## [TEXTAUSZUG]
========================

NFL Combine: Der genaue Ablauf
Hier einmal der genau Ablauf zum NFL Combine vom 26. Februar bis zum 3. März:
- Donnerstag: Defensive Line, Linebacker ab 21 Uhr
- Freitag: Defensive Backs, Tight Ends ab 21 Uhr
- Samstag: Quarterbacks, Wide Receiver, Running Backs ab 19 Uhr
- Sonntag: Offensive Line ab 19 Uhr
NFL Combine: Position-Drills
Rund um die Tests absolvieren die Spieler eine positionsbezogene Trainingseinheit. Hierbei soll ein Stück weit geprüft werden, wie aufmerksam die Spieler sind und ob sie eine Übung, wie angesagt, umsetzen können und bereit sind, im Zweifel noch einmal nachzufragen. Wer hier in bildlicher Sprache die Hände in seinen Hosentaschen hält, wird sich später kritischen Fragen unterziehen müssen.
Gleichzeitig erhalten Spieler bei diesen Drills die Möglichkeit, sich auf andere Rollen in der NFL zu bewerben. So spielte Darius Robinson für Missouri überwiegend an einer Drei-Mann-Front und bis jetzt ist nicht klar, ob er in Zukunft eher außen oder innen in der Defensive Line aufgestellt werden sollte. Für Spieler wie ihn sind die Position-Drills daher eine letzte Gelegenheit, das eigene Profil zu schärfen.

========================

## [AUFGABEN]
[1] An welchem Tag und ab wie viel Uhr ist laut dem Text über den NFL Combine die Offensive Line an der Reihe?
[2] Führe den Text über den NFL Combine nach seinem letzten Satz weiter.
Das Material spielt hierfür keine Rolle.

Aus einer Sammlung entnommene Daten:
========================

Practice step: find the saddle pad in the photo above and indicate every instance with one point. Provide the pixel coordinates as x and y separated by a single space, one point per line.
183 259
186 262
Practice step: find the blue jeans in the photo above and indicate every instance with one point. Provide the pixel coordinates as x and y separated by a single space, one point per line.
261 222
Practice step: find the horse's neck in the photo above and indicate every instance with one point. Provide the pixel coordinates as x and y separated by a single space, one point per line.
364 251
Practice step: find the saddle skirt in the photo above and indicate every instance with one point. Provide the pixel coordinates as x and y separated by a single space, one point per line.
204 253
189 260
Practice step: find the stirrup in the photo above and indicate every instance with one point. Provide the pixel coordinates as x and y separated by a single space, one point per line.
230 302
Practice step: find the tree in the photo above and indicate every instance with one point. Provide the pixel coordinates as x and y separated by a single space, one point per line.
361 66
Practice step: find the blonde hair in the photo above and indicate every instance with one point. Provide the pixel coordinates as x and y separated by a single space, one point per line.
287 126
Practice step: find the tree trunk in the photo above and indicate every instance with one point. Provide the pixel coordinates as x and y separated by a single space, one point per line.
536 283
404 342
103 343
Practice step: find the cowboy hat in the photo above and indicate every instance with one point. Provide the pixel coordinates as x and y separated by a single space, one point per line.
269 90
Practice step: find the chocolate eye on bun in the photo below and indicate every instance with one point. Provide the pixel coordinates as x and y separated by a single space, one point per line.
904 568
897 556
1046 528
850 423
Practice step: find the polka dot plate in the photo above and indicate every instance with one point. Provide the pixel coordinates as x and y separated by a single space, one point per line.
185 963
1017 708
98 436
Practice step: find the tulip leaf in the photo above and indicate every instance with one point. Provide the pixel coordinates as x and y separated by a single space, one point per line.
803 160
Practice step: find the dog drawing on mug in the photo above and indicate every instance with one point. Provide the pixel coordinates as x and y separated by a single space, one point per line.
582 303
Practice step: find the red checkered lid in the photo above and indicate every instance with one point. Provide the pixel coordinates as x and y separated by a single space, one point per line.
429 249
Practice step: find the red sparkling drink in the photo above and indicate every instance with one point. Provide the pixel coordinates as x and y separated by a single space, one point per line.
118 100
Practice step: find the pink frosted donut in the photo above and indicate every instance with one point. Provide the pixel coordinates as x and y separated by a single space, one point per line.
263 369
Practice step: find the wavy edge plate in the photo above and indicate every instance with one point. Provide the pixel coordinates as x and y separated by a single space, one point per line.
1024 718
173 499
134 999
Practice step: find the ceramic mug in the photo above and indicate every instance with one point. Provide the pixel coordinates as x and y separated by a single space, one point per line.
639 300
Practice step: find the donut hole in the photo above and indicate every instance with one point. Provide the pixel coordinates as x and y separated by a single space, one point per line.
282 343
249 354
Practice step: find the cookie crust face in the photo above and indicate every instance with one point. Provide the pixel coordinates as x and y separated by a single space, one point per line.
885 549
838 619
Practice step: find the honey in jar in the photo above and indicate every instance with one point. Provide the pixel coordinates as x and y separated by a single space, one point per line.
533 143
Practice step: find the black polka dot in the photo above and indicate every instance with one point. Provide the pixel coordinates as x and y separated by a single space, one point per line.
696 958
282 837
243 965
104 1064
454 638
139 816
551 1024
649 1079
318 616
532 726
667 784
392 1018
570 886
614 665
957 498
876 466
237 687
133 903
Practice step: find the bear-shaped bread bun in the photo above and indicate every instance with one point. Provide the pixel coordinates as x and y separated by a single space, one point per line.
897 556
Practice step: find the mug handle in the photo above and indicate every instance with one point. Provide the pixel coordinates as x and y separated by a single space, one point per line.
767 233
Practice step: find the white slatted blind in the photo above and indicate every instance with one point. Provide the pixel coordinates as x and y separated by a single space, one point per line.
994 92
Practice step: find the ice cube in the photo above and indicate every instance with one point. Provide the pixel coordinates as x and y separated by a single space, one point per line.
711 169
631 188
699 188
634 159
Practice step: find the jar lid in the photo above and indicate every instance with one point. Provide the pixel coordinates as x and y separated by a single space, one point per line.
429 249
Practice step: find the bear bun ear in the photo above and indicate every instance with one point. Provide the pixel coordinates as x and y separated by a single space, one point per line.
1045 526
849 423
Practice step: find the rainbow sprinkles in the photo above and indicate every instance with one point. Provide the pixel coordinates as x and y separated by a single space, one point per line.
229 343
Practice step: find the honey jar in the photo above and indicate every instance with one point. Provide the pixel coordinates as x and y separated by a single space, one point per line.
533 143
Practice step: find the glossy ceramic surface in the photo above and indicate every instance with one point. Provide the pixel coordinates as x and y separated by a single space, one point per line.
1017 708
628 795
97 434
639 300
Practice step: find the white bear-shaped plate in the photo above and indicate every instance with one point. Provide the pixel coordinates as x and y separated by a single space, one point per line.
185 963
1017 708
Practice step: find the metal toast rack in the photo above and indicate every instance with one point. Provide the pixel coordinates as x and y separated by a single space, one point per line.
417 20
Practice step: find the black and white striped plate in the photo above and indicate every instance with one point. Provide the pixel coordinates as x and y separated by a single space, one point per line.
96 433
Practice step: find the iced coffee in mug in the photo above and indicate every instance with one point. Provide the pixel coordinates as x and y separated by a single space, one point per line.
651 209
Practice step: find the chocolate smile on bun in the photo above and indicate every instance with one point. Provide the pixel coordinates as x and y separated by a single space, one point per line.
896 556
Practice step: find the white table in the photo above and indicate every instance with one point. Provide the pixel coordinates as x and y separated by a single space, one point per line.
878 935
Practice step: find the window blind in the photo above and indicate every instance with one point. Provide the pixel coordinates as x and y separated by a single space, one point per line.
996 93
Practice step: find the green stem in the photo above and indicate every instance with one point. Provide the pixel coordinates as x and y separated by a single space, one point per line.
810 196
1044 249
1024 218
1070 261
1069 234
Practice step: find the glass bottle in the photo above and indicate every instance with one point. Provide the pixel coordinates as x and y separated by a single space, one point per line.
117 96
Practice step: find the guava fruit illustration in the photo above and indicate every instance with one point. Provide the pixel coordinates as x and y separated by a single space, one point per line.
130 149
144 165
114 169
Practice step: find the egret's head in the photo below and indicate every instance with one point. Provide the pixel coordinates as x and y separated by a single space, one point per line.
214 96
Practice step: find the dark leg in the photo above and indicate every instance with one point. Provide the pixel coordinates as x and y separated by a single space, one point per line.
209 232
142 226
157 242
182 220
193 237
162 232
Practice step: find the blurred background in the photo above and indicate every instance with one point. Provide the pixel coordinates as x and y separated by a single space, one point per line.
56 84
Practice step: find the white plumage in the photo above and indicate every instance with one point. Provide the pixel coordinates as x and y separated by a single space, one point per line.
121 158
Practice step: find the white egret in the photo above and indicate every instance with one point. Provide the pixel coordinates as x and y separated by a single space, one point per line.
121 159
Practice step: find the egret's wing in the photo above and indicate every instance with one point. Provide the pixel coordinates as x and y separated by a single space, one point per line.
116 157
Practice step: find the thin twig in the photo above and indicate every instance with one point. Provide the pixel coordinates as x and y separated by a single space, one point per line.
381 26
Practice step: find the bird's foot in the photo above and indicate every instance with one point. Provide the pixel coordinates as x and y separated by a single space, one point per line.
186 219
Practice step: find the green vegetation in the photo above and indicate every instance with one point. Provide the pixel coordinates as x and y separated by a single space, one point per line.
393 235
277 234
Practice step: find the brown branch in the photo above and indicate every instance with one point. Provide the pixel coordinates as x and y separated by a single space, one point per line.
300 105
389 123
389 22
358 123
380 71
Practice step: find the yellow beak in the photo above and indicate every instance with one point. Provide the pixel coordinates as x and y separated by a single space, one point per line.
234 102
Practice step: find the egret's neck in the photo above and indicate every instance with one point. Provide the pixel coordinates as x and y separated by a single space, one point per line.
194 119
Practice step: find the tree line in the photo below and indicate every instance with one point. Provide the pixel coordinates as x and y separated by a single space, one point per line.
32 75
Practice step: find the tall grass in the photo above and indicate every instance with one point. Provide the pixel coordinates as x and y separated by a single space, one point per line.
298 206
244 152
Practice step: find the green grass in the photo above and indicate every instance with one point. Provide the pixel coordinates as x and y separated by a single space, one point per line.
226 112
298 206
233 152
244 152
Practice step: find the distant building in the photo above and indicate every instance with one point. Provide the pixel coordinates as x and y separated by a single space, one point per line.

========================

## [ANTWORTEN]
[1] Am Sonntag ab 19 Uhr.

[2]
NFL Combine: Medizinischer Check
Vor allen anderen Tests werden die Spieler gemessen, gewogen und einer medizinischen Untersuchung unterzogen. Hier geht es zu wie bei der Musterung zur Bundeswehr. Alle Daten werden akribisch festgehalten und die NFL-Teams müssen einige Wochen auf die Ergebnisse warten, die selbstverständlich nicht der Öffentlichkeit zugestellt werden.
Manches kommt im Vorfeld zum NFL Draft ans Licht. Doch können sich Außenstehende ziemlich sicher sein, dass wenn bei der Auswahl Ende April ein Spieler weitaus später gedraftet wird als die meisten es erwartet hatten, die Ursache dafür sehr häufig in einem medizinischen Befund liegt, der den Entscheidungsträgern der Franchises nicht gefallen hat.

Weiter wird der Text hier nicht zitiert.